INPUT:

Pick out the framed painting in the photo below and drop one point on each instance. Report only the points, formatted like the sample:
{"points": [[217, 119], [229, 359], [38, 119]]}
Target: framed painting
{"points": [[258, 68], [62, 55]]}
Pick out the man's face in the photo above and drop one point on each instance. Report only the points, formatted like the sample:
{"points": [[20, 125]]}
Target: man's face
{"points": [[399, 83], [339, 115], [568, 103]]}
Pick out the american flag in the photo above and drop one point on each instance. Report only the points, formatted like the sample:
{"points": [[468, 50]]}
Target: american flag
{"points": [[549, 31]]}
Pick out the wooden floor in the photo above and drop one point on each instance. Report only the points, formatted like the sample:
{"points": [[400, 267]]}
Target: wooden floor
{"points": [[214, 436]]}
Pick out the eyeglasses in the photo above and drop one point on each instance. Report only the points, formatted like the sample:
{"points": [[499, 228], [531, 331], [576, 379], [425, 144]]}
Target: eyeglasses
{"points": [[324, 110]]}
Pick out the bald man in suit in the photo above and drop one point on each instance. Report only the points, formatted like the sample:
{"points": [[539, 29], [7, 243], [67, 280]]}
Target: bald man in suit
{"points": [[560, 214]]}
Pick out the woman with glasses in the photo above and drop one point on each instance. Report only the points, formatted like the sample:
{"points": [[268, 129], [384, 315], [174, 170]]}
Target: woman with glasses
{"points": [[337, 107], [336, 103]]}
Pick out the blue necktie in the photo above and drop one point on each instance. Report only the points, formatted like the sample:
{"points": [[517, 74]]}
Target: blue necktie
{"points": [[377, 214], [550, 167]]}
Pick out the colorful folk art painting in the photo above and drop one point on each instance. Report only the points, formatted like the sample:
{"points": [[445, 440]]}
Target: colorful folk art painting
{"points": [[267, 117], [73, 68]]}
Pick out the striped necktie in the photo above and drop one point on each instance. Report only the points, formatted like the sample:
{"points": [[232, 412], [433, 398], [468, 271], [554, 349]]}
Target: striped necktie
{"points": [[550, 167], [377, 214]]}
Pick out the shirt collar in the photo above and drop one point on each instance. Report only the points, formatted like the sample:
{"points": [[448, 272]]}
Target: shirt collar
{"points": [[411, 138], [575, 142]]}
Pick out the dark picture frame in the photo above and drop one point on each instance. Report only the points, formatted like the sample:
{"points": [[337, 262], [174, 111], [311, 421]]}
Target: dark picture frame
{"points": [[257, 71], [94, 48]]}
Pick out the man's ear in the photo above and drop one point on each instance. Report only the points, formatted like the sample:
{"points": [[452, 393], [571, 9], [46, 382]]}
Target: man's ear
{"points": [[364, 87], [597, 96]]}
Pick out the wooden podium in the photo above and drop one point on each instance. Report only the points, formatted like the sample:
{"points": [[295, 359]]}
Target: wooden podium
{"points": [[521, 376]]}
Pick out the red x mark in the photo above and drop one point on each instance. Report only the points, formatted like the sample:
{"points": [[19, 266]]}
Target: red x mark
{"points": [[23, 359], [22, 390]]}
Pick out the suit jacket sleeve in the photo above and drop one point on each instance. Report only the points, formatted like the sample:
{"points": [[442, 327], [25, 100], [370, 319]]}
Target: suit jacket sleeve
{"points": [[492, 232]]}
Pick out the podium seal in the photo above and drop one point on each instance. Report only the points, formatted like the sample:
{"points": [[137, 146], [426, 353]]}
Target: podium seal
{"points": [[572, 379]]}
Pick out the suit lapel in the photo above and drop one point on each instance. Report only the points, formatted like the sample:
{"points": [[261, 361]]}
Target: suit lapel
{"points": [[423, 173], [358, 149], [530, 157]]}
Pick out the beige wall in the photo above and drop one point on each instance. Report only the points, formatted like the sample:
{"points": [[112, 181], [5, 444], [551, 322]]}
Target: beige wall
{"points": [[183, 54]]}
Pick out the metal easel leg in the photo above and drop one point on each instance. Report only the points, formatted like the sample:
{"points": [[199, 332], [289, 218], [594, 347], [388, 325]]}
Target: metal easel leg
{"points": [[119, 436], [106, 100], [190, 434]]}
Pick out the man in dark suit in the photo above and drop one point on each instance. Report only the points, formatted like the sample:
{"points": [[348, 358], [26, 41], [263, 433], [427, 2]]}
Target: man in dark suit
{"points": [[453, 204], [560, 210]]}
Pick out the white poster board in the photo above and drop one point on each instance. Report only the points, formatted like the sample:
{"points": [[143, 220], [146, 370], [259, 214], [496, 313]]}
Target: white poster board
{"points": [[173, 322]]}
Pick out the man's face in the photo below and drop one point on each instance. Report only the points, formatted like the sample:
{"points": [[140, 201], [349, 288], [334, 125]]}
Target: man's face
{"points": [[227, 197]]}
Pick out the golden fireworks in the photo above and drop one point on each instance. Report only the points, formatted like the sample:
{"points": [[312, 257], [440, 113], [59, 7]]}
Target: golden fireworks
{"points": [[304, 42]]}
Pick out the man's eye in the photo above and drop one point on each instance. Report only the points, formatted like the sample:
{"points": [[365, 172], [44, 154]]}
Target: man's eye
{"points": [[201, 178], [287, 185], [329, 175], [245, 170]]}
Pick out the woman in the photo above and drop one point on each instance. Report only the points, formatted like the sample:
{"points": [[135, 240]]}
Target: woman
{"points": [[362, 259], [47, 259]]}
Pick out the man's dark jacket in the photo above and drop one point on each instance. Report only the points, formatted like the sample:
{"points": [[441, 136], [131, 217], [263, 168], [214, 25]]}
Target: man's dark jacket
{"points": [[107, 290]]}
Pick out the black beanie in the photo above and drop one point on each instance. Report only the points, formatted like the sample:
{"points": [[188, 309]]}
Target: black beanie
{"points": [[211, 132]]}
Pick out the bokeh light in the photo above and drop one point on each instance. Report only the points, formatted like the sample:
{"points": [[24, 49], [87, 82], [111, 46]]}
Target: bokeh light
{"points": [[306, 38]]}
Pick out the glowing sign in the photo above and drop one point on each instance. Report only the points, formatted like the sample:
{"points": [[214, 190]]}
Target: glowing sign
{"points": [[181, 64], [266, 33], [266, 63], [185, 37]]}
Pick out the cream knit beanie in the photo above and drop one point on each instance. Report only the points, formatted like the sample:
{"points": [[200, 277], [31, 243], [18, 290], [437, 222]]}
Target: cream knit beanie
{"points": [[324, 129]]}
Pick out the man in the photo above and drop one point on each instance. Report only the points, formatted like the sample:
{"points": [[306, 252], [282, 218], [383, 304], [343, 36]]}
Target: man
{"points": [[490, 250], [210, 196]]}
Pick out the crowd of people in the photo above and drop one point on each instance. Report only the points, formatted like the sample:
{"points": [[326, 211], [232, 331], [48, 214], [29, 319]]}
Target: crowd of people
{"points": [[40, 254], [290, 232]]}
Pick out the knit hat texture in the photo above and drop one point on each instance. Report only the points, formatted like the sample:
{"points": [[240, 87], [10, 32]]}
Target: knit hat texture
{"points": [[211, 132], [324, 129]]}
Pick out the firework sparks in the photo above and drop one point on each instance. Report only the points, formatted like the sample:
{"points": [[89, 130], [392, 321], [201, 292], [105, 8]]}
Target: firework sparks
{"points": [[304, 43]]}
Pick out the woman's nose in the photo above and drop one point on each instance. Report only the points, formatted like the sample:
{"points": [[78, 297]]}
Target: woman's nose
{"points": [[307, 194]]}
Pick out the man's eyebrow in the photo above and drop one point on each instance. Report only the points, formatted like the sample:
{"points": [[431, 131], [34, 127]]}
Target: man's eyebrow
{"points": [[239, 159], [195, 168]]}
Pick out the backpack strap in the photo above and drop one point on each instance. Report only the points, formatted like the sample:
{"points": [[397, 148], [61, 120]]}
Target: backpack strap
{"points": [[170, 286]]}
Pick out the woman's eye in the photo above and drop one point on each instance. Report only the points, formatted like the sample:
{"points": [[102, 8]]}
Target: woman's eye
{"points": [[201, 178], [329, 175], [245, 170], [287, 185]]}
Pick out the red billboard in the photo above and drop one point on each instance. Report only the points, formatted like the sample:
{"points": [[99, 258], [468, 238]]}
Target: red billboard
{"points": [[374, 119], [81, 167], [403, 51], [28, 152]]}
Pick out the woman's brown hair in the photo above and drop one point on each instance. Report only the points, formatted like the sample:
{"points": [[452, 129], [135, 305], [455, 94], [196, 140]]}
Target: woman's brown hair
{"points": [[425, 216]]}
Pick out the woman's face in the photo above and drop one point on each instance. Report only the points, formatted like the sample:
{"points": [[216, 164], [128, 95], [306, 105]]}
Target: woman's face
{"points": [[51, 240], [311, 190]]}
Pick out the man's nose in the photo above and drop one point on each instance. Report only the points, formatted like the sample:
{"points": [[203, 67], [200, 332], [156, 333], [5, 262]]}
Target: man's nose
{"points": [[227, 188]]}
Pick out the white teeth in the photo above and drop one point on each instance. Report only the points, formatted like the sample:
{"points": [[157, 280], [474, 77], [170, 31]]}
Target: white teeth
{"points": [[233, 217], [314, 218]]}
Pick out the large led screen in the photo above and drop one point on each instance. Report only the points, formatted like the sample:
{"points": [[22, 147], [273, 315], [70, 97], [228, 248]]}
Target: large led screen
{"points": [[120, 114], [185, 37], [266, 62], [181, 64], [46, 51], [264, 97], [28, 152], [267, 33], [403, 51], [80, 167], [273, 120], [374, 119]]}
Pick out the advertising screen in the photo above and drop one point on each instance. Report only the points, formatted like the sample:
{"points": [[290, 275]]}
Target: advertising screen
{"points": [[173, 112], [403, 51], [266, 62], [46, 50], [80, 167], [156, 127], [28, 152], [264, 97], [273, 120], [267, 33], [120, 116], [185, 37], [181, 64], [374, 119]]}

WHAT IS EXPECTED:
Copy the entry lines word for word, beginning at the line that contains "Pick out the large" and stopping after the line that contains "Target: large led screen".

IN RESPONSE:
Pick out the large led screen in the photo above and drop one point on each instance. Report only the points, formatted like the sample:
{"points": [[22, 147], [273, 315], [70, 97], [228, 248]]}
Target: large led screen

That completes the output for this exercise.